Exercise aim: Retype exactly the stretch of lines that begins at the line containing "Tag a single point on each instance of the traffic" and ends at the last line of the data, with no other lines.
## START Material shown
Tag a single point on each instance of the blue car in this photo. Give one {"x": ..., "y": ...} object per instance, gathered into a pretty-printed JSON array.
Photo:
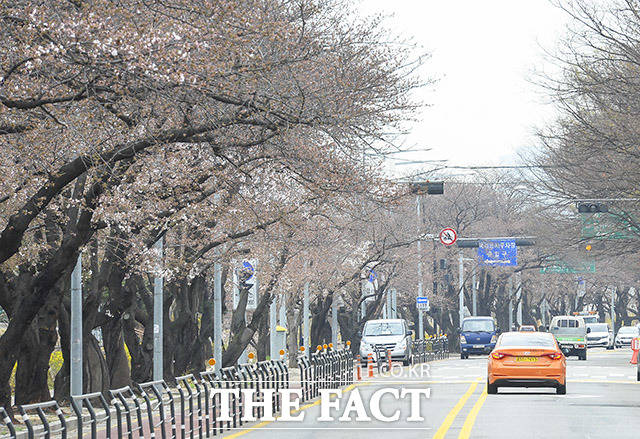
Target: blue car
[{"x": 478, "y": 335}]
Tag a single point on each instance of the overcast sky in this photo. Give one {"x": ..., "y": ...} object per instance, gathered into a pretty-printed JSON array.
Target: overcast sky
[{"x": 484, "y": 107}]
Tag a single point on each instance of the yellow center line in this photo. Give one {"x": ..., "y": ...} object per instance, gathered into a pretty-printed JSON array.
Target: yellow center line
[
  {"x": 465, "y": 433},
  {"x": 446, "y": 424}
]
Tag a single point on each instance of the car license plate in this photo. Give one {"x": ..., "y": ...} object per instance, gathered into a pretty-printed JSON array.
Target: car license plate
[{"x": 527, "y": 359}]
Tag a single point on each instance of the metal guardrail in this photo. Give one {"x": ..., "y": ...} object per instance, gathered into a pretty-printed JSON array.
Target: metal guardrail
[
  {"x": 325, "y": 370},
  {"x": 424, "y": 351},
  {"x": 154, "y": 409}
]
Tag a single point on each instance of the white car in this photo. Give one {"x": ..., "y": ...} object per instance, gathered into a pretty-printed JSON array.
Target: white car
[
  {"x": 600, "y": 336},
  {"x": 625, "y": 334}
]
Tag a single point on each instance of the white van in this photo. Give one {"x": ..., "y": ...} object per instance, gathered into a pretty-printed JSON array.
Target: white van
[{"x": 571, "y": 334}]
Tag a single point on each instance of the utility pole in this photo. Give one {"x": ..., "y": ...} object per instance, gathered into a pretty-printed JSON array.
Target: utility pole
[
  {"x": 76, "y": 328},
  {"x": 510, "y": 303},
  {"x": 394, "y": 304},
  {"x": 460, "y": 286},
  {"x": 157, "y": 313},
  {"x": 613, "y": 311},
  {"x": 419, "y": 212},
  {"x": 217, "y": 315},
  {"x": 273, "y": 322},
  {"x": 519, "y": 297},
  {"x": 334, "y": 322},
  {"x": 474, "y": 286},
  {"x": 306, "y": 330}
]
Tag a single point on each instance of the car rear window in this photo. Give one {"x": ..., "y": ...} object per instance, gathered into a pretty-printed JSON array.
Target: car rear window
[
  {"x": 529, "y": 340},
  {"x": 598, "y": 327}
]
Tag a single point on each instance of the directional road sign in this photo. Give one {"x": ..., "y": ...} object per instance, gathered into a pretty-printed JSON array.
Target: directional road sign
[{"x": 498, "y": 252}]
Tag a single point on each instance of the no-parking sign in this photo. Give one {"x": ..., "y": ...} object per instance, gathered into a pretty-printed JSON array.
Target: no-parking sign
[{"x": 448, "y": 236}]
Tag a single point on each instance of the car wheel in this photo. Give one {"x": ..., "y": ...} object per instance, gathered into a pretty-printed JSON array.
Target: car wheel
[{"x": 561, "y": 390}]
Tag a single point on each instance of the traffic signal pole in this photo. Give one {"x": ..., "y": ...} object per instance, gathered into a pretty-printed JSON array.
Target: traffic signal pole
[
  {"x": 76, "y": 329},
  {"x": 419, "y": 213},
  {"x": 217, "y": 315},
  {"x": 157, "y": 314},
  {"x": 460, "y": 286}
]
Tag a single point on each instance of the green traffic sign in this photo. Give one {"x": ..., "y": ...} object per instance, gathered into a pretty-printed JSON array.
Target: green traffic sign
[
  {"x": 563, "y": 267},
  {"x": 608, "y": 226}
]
## END Material shown
Full answer:
Tag a single point on each instance of the traffic signal pole in this photo. Give one {"x": ..., "y": ...} object per instance, gathered into a pretty-printed JSON array.
Target: traffic signal pole
[
  {"x": 76, "y": 329},
  {"x": 419, "y": 213},
  {"x": 217, "y": 315},
  {"x": 157, "y": 314},
  {"x": 460, "y": 286}
]
Tag a single point on each instance of the green traffic sign in this photo. Give one {"x": ..., "y": ...} object per instance, gathered into a pretty-printed JSON array.
Target: green traffic sign
[
  {"x": 563, "y": 267},
  {"x": 608, "y": 226}
]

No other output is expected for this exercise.